Input data —
══════════════════════════════
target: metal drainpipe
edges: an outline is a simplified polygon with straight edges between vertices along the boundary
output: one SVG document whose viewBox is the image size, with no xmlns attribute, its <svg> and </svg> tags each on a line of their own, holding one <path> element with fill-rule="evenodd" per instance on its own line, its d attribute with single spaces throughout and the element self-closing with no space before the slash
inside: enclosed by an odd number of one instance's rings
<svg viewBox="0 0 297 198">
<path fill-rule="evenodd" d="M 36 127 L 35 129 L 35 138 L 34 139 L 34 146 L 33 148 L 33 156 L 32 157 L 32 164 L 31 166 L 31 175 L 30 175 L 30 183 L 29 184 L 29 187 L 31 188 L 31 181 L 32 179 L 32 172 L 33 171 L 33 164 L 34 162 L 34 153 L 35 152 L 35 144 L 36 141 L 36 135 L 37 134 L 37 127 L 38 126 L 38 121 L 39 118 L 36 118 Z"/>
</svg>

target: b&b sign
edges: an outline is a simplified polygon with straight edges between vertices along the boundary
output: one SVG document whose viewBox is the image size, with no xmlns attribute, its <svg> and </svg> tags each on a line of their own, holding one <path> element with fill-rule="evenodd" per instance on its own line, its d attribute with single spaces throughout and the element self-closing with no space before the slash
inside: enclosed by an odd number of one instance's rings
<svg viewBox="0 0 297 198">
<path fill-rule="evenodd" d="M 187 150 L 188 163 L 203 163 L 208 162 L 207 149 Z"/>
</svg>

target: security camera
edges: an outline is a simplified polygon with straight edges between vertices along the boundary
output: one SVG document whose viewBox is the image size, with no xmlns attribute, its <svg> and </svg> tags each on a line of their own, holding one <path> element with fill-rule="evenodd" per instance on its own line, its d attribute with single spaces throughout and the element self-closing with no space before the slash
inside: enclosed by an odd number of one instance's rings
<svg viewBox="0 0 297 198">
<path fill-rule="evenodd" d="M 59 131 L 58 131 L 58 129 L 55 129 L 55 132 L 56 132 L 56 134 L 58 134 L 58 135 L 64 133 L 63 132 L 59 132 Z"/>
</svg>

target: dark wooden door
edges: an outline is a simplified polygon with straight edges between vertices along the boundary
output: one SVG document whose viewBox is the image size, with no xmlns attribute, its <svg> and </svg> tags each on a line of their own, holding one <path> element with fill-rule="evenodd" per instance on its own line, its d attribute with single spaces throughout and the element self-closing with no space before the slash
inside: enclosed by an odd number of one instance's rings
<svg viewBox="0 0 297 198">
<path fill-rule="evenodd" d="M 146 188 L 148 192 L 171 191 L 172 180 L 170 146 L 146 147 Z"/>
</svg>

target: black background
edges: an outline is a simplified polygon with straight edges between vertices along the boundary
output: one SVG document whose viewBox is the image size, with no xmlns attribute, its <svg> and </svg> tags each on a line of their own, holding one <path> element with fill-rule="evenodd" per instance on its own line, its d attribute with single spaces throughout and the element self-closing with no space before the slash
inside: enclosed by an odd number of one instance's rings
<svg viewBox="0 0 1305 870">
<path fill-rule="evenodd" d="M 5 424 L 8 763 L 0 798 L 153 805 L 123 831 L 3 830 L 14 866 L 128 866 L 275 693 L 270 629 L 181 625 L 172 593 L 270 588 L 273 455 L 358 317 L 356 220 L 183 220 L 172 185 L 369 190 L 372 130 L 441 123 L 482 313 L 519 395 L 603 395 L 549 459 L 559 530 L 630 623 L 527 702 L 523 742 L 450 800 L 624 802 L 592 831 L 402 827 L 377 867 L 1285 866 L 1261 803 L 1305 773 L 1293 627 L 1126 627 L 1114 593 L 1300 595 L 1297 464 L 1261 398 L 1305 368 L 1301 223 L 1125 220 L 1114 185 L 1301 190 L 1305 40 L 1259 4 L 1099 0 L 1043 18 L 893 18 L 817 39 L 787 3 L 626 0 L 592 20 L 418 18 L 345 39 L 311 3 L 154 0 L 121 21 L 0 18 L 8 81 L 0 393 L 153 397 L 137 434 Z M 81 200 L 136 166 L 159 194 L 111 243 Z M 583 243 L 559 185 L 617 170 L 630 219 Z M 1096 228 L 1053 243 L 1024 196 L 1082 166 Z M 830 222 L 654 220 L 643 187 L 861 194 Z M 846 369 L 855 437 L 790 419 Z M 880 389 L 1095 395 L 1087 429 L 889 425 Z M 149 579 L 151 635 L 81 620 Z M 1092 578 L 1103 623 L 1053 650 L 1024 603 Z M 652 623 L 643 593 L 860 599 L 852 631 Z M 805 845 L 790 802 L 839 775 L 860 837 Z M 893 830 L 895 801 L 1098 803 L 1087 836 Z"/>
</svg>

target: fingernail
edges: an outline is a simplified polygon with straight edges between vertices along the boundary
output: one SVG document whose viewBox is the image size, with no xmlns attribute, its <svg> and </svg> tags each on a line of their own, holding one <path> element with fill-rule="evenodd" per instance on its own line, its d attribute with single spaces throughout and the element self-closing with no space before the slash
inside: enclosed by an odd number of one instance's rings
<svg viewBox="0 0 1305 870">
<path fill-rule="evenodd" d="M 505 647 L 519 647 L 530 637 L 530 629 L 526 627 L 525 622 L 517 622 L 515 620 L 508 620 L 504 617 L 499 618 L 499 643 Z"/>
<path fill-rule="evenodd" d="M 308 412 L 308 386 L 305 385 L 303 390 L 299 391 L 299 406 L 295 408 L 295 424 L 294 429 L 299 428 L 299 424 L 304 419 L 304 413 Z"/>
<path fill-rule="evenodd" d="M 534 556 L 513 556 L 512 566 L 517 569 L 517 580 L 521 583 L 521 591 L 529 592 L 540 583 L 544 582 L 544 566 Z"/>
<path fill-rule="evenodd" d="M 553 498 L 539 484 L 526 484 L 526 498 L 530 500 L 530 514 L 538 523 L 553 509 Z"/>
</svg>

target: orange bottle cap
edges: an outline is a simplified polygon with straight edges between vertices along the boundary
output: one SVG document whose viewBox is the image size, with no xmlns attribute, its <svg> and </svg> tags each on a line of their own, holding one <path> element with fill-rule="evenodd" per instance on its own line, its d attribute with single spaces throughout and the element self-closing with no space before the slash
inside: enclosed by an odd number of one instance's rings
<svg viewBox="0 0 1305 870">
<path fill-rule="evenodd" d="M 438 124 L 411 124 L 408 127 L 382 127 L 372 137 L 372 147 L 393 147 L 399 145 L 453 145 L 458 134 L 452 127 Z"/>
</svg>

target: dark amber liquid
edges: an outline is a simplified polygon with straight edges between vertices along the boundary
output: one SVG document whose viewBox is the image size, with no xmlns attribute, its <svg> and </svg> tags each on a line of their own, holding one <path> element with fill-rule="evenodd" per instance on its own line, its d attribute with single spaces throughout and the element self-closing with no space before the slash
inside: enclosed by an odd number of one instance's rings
══════════════════════════════
Given instruction —
Print all of the rows above again, line for line, without changing anything.

The response —
target: metal drainpipe
edges: an outline is a simplified polygon with straight edges between vertices along the boundary
output: one SVG document whose viewBox is the image size, with no xmlns attribute, its <svg> and </svg> tags each on a line of their own, holding one <path> element with fill-rule="evenodd" per instance on its own line, its d attribute with single spaces throughout and the element self-closing with no space before the slash
inside: enclosed by an odd number of one instance's rings
<svg viewBox="0 0 297 198">
<path fill-rule="evenodd" d="M 36 127 L 35 129 L 35 138 L 34 139 L 34 146 L 33 148 L 33 156 L 32 157 L 32 164 L 31 166 L 31 175 L 30 175 L 30 183 L 29 184 L 29 187 L 31 188 L 31 181 L 32 179 L 32 172 L 33 171 L 33 164 L 34 162 L 34 153 L 35 152 L 35 144 L 36 141 L 36 135 L 37 134 L 37 127 L 38 126 L 38 121 L 39 118 L 36 118 Z"/>
</svg>

target: b&b sign
edges: an outline is a simplified polygon with straight edges between vertices along the boundary
output: one SVG document whose viewBox is the image size, with no xmlns attribute, its <svg> and </svg> tags each on a line of their own, holding one <path> element with fill-rule="evenodd" per instance on its own line, its d attribute with single spaces throughout and the element self-closing with no space before the slash
inside: enclosed by an odd number of one instance's rings
<svg viewBox="0 0 297 198">
<path fill-rule="evenodd" d="M 187 150 L 188 163 L 203 163 L 208 162 L 207 149 Z"/>
</svg>

target: security camera
edges: an outline is a simplified polygon with straight edges between vertices along the boundary
output: one SVG document whose viewBox is the image size, with no xmlns attribute, its <svg> and </svg> tags each on a line of their own, holding one <path> element with fill-rule="evenodd" per instance on its own line, its d attribute with single spaces throughout and the element self-closing with no space before the slash
inside: enclosed by an odd number of one instance's rings
<svg viewBox="0 0 297 198">
<path fill-rule="evenodd" d="M 59 131 L 58 131 L 58 129 L 55 129 L 55 132 L 56 132 L 56 134 L 58 134 L 58 135 L 64 133 L 63 132 L 59 132 Z"/>
</svg>

target: dark wooden door
edges: an outline is a simplified polygon with straight edges between vertices along the boundary
output: one SVG document whose viewBox is the image size, with no xmlns attribute, its <svg> and </svg> tags each on a line of their own, holding one <path> element with fill-rule="evenodd" per instance on its own line, its d attribute with single spaces throughout and the element self-closing with no space before the slash
inside: enclosed by an odd number of one instance's rings
<svg viewBox="0 0 297 198">
<path fill-rule="evenodd" d="M 146 188 L 148 192 L 171 191 L 172 180 L 170 146 L 146 147 Z"/>
</svg>

target: black background
edges: an outline is a simplified polygon with straight edges between vertices along the boundary
output: one SVG document whose viewBox is the image size, with no xmlns attribute, its <svg> and </svg> tags each on a line of their own, holding one <path> element with fill-rule="evenodd" per instance on its own line, its d attribute with single spaces throughout and the element self-closing with no space before the slash
inside: enclosed by an odd number of one instance's rings
<svg viewBox="0 0 1305 870">
<path fill-rule="evenodd" d="M 5 424 L 8 763 L 0 798 L 153 805 L 123 831 L 3 830 L 14 866 L 128 866 L 275 693 L 270 629 L 181 625 L 172 593 L 270 588 L 273 455 L 358 317 L 356 220 L 183 220 L 172 185 L 369 190 L 372 130 L 441 123 L 482 313 L 519 395 L 603 395 L 549 459 L 559 530 L 630 623 L 527 702 L 523 742 L 450 800 L 624 802 L 592 831 L 402 827 L 377 867 L 1285 866 L 1261 803 L 1305 773 L 1293 627 L 1126 627 L 1114 593 L 1300 595 L 1297 464 L 1261 398 L 1305 368 L 1301 223 L 1125 220 L 1114 185 L 1301 190 L 1305 40 L 1259 4 L 1099 0 L 1043 18 L 893 18 L 817 39 L 787 3 L 626 0 L 592 20 L 418 18 L 345 39 L 311 3 L 154 0 L 121 21 L 0 18 L 8 81 L 0 393 L 153 397 L 137 434 Z M 81 200 L 136 166 L 159 194 L 111 243 Z M 583 243 L 559 185 L 617 170 L 630 219 Z M 1096 228 L 1053 243 L 1024 196 L 1082 166 Z M 830 222 L 654 220 L 643 187 L 861 194 Z M 846 369 L 855 437 L 790 419 Z M 880 389 L 1095 395 L 1087 429 L 889 425 Z M 149 579 L 151 635 L 81 620 Z M 1092 578 L 1103 623 L 1053 650 L 1024 603 Z M 652 623 L 643 593 L 860 599 L 852 631 Z M 805 845 L 790 802 L 839 775 L 860 837 Z M 893 830 L 895 801 L 1098 803 L 1087 836 Z"/>
</svg>

target: fingernail
edges: an outline is a simplified polygon with straight edges between vertices along the boundary
output: one SVG document whose viewBox is the image size, with no xmlns attribute, its <svg> and </svg> tags each on a line of their own, holding one <path> element with fill-rule="evenodd" per instance on its own line, its d attribute with single spaces throughout and the element self-closing with no space before the slash
inside: enclosed by an odd number of one instance's rings
<svg viewBox="0 0 1305 870">
<path fill-rule="evenodd" d="M 505 647 L 519 647 L 530 637 L 530 629 L 526 627 L 525 622 L 517 622 L 515 620 L 508 620 L 504 617 L 499 618 L 499 643 Z"/>
<path fill-rule="evenodd" d="M 308 412 L 308 386 L 305 385 L 303 390 L 299 391 L 299 406 L 295 408 L 295 424 L 294 429 L 299 428 L 299 424 L 304 419 L 304 413 Z"/>
<path fill-rule="evenodd" d="M 534 556 L 513 556 L 512 566 L 517 569 L 517 580 L 521 583 L 521 591 L 529 592 L 540 583 L 544 582 L 544 566 Z"/>
<path fill-rule="evenodd" d="M 553 498 L 539 484 L 526 484 L 526 498 L 530 500 L 530 514 L 538 523 L 553 509 Z"/>
</svg>

target: orange bottle cap
edges: an outline is a simplified polygon with straight edges between vertices along the boundary
output: one SVG document whose viewBox is the image size, with no xmlns attribute, its <svg> and </svg> tags each on a line of their own, holding one <path> element with fill-rule="evenodd" per instance on its own line, its d attribute with single spaces throughout and the element self-closing with no space before the slash
inside: enclosed by an odd number of one instance's rings
<svg viewBox="0 0 1305 870">
<path fill-rule="evenodd" d="M 438 124 L 411 124 L 408 127 L 382 127 L 372 137 L 372 147 L 393 147 L 399 145 L 453 145 L 458 134 L 452 127 Z"/>
</svg>

target: dark amber liquid
edges: an outline is a simplified polygon with straight edges between vertices along the boundary
output: one SVG document whose viewBox is the image size, with no xmlns attribute, its <svg> and </svg> tags each on a line of their own, holding one <path> element with fill-rule="evenodd" per instance on its own line, its d attribute with single spaces throughout and the element self-closing with no space before the slash
inside: enclosed by an odd number of one instance's rings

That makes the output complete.